What is being asked: Reproduce verbatim everything in the material below, beginning with the line that contains "of the tree" and continuing down to and including the final line of the material.
● ● ●
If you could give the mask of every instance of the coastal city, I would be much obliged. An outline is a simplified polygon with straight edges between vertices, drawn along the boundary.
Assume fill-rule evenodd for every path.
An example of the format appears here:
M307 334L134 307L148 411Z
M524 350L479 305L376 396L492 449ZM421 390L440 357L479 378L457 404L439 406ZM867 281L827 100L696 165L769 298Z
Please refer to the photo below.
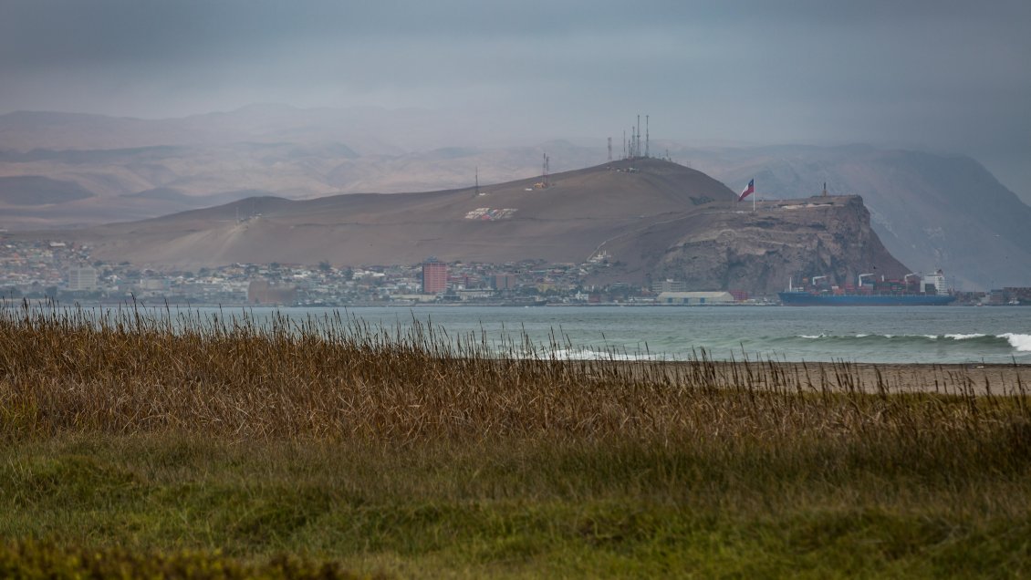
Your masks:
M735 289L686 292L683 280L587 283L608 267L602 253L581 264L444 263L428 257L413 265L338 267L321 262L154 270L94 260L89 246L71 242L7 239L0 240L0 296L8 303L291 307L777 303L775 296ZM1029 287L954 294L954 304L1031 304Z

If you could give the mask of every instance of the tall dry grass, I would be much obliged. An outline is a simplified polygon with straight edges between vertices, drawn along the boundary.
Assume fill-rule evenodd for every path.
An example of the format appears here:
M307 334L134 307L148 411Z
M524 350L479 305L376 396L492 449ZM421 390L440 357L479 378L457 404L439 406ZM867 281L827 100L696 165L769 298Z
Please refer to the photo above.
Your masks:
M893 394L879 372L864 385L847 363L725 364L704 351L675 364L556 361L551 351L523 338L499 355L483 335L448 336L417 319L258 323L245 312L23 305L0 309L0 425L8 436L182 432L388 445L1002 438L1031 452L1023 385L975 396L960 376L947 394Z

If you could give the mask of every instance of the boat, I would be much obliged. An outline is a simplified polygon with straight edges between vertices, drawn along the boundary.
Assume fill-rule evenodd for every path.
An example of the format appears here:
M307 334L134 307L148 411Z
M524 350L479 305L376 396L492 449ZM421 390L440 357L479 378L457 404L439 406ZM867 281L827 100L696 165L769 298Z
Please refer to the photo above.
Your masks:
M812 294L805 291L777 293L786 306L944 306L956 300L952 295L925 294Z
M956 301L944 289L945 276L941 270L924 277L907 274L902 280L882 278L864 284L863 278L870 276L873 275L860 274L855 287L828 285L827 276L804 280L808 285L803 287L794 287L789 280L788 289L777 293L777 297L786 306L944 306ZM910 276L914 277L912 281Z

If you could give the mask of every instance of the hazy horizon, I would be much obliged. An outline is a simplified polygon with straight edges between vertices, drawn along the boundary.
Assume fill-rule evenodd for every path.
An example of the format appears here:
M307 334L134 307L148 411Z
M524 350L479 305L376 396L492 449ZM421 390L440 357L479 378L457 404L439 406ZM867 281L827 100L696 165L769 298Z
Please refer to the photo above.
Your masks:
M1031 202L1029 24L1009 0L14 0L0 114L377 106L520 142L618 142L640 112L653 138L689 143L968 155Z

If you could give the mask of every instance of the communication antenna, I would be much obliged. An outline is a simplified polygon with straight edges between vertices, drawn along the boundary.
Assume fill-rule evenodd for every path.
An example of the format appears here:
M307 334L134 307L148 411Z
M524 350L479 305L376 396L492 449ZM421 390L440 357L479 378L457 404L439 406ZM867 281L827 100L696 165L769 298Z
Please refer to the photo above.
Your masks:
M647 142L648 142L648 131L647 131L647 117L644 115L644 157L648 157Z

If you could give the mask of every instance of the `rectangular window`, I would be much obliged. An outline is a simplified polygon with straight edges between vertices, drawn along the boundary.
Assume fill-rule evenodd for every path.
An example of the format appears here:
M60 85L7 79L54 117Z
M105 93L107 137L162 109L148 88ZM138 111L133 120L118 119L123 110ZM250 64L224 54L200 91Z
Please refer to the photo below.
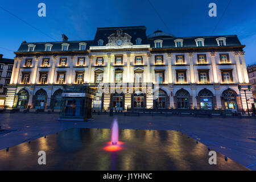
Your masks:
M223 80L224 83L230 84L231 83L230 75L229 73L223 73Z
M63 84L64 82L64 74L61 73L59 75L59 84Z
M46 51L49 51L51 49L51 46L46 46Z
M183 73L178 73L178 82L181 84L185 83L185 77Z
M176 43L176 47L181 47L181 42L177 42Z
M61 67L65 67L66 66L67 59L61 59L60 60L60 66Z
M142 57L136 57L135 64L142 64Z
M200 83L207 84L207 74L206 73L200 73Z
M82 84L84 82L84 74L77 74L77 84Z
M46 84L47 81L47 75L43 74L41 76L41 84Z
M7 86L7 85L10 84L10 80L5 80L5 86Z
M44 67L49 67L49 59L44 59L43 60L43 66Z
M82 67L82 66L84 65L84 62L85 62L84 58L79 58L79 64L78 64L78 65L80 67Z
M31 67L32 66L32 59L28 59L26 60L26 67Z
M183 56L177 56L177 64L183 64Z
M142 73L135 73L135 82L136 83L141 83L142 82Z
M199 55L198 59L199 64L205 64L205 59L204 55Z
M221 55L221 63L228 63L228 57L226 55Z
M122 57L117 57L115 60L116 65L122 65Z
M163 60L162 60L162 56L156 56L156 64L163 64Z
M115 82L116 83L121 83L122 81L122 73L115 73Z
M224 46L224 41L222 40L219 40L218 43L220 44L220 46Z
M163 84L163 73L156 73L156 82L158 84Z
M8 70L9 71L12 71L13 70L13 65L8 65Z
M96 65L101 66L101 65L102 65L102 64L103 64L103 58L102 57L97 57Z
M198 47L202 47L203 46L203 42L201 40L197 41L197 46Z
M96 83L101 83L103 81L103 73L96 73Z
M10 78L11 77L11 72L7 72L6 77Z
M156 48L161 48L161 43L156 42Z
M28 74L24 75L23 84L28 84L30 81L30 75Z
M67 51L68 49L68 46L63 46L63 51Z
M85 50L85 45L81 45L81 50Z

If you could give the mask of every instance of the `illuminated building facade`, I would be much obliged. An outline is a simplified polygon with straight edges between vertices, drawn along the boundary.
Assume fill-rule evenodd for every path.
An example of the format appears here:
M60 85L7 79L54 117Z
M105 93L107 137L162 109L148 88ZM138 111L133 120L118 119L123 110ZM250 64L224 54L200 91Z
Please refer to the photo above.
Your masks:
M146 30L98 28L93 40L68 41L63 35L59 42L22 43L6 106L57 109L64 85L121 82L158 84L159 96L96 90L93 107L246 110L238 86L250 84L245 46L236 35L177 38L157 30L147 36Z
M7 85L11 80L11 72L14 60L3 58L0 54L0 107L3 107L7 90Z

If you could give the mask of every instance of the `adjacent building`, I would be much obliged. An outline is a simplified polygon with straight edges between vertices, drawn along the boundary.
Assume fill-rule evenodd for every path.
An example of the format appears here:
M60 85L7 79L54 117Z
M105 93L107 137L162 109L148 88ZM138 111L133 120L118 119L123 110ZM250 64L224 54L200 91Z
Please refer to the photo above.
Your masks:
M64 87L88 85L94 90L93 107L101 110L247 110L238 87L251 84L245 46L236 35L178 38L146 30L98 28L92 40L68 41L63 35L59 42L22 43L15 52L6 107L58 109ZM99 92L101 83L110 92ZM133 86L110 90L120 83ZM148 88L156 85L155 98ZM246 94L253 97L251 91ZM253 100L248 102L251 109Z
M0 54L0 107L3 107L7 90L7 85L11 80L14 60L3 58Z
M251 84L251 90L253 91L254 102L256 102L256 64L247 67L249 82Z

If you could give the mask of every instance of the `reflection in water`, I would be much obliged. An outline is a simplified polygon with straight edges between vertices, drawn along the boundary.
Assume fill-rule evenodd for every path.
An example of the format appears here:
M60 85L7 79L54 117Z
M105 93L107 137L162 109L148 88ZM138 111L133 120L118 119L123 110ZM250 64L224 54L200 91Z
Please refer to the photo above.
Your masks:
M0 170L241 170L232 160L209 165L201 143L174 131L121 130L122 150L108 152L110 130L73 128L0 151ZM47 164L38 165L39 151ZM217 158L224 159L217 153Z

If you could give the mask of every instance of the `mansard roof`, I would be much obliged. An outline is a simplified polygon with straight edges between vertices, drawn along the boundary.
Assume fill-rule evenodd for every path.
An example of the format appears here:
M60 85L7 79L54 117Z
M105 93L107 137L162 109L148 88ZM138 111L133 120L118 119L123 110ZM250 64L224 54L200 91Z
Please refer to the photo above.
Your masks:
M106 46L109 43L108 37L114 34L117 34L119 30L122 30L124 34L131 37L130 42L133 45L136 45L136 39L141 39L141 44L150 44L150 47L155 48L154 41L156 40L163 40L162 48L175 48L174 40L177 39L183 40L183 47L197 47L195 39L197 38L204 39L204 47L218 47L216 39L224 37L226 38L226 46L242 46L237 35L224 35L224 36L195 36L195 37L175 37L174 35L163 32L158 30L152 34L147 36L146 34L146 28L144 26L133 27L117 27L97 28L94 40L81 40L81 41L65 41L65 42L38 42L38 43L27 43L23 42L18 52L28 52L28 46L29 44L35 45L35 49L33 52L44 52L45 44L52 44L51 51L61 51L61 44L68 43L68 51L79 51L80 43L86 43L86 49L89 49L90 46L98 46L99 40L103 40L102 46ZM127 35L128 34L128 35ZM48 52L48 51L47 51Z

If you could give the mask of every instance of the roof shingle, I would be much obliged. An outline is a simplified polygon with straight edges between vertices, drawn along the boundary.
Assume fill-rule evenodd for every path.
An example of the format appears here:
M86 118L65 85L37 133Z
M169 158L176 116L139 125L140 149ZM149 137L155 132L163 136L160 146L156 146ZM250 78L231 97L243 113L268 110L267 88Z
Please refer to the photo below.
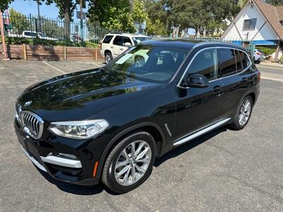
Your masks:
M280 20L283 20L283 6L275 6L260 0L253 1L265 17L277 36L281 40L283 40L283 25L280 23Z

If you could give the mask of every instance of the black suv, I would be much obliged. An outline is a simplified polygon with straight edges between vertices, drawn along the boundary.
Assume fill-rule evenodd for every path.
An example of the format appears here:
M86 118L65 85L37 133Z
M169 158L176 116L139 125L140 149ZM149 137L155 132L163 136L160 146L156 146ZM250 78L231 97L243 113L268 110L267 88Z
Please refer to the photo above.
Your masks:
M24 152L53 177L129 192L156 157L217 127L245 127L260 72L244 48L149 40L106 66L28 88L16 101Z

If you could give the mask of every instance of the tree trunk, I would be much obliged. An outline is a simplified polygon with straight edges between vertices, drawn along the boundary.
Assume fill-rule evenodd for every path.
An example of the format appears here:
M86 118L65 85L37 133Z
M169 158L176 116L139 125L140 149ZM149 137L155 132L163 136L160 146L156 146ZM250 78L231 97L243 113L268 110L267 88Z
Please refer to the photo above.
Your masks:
● ● ●
The response:
If you could give the mask of every instance of the tree trunk, I would be much obliged. An outline is a simplified polygon with straight edges between vertices, drawn along the boundary.
Assume fill-rule evenodd for every path.
An example of the format appears here:
M86 118L65 85L37 133Z
M169 158L176 116L139 125L140 149ZM149 137L155 132L163 136L160 146L156 146ZM250 78L231 97L243 113L268 110L267 88Z
Please refer to the photo above.
Your masks:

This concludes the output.